## THE TASK
Substitute "Place a marker" for "Put down a dot" in the lines from the one holding "Where can you spot the bush?" through the end of the items, inclusive, and give those lines again with nothing else changed.

(Items in a dataset)
○ ○ ○ ○ ○ ○ ○
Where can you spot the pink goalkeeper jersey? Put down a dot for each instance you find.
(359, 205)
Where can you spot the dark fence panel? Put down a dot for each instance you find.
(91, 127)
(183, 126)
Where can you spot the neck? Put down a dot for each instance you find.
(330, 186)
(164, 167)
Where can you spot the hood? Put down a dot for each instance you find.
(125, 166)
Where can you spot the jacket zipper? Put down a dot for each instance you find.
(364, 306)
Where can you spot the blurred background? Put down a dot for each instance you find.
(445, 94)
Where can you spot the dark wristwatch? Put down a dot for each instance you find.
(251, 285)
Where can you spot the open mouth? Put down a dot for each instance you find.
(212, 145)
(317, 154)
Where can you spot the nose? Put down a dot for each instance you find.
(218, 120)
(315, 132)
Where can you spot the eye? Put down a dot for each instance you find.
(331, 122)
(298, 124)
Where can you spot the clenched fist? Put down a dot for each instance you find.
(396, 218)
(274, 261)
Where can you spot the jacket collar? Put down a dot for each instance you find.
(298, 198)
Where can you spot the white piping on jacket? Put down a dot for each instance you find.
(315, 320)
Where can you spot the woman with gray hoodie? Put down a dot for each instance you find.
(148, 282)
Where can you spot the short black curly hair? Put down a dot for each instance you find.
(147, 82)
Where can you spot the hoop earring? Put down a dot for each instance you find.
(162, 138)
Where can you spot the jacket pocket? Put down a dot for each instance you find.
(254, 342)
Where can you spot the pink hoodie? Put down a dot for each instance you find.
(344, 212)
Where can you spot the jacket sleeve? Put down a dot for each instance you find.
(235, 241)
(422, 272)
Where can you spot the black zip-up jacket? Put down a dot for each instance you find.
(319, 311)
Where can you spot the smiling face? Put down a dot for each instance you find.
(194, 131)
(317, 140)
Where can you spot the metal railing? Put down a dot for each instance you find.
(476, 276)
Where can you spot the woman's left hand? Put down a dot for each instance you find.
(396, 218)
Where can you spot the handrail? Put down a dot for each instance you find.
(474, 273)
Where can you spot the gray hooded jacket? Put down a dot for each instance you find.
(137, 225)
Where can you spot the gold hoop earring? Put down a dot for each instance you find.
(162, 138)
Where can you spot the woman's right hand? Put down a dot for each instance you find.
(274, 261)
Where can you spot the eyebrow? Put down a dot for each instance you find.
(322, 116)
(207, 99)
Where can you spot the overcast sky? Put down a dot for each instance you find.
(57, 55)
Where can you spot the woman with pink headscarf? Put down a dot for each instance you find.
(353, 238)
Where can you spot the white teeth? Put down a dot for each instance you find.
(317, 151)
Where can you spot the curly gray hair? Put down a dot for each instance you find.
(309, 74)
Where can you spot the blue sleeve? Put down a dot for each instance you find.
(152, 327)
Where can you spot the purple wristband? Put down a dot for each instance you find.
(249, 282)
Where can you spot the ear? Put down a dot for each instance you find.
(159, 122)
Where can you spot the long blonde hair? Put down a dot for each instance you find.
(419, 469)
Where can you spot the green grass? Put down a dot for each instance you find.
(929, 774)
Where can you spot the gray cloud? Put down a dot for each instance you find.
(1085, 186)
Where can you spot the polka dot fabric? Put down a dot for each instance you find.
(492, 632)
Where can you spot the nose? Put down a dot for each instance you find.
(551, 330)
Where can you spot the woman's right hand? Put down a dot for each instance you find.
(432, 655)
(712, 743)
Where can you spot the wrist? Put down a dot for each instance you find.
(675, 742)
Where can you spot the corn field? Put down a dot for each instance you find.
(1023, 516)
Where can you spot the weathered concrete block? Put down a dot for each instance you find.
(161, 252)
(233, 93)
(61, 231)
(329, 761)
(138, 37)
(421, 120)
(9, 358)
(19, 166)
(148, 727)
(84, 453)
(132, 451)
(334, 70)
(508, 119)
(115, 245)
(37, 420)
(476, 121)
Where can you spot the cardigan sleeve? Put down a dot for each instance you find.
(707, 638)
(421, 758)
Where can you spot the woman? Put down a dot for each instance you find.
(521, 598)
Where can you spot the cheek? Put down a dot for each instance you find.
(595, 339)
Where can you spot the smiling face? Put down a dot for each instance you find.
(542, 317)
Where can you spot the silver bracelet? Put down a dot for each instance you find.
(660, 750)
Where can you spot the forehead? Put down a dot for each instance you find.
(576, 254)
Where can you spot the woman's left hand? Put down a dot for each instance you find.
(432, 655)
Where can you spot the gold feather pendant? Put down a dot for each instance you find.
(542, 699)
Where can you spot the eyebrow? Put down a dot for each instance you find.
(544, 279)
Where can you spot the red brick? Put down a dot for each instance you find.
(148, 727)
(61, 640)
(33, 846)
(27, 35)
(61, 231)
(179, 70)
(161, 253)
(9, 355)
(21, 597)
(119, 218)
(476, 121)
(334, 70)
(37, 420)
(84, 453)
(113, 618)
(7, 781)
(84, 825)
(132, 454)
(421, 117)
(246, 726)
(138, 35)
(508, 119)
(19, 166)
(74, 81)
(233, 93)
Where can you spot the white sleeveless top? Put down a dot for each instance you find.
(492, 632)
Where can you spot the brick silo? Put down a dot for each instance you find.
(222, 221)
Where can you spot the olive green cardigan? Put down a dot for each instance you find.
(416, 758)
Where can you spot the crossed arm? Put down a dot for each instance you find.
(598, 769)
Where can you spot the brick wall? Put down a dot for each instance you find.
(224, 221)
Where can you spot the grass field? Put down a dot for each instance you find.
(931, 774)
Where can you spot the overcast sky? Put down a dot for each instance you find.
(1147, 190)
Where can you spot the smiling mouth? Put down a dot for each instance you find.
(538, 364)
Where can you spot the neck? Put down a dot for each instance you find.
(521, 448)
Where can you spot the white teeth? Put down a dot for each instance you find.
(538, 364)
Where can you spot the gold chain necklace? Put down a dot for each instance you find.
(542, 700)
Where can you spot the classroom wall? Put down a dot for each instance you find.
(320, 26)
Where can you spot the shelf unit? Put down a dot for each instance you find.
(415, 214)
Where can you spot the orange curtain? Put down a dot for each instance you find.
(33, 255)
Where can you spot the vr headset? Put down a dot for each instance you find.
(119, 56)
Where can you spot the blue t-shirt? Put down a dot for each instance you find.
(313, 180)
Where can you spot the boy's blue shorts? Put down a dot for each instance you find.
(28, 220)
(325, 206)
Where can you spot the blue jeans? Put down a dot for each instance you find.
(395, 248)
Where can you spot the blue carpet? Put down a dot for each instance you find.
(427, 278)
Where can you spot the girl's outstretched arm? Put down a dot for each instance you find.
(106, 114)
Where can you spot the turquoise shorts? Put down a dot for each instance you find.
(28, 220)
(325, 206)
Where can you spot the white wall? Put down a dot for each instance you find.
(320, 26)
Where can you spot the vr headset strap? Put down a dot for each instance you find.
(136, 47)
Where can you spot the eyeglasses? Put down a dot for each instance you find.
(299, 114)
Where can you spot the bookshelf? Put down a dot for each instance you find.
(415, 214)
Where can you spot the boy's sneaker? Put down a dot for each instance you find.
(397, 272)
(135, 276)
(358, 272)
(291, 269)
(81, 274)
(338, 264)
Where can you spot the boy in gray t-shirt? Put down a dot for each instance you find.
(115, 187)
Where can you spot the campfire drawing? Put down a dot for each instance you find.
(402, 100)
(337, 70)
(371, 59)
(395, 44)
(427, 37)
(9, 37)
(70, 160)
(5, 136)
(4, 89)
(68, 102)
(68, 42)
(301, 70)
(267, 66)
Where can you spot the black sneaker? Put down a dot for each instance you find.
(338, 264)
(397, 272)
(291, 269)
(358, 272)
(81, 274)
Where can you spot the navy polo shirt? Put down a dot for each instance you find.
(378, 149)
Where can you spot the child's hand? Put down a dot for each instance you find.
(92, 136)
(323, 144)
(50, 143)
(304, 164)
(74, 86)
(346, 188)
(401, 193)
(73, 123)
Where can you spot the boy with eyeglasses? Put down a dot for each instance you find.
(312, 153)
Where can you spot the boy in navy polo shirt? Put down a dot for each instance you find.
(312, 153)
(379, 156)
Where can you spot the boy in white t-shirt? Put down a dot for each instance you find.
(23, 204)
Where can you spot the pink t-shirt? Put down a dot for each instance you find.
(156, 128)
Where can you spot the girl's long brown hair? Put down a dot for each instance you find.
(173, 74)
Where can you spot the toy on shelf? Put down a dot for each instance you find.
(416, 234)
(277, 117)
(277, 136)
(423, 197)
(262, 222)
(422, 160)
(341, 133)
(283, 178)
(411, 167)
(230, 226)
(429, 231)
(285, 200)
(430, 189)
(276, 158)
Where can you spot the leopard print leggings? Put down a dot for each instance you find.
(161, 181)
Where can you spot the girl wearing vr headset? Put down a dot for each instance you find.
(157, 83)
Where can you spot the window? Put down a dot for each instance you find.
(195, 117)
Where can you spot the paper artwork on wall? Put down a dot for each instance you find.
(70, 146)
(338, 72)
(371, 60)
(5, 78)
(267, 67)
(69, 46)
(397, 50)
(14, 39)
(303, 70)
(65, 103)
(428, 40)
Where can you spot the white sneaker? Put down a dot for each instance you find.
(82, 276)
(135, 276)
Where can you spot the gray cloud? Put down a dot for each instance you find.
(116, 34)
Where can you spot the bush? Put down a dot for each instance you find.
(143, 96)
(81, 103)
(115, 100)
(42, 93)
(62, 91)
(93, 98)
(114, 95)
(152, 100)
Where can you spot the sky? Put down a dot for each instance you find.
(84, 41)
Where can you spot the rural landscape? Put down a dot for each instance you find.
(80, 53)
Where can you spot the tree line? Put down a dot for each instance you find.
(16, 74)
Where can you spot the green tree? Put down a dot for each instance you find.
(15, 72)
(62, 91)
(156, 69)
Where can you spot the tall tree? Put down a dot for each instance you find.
○ ○ ○ ○ ○ ○ ○
## SOLVED EXERCISE
Where can you spot the bush? Place a marker for each instance you find.
(143, 96)
(81, 103)
(115, 100)
(42, 93)
(62, 91)
(93, 98)
(114, 95)
(152, 100)
Where can you spot the sky? Place a marker for each instance you find.
(84, 41)
Where can you spot the rural landscape? Place a marker for each instance you find.
(80, 53)
Where can you spot the tree line? Place a marker for each instance you find.
(16, 74)
Where can you spot the green tree? Place a marker for each instance you find.
(15, 72)
(62, 91)
(156, 69)
Where can you spot the tall tree? Place a marker for each instance you find.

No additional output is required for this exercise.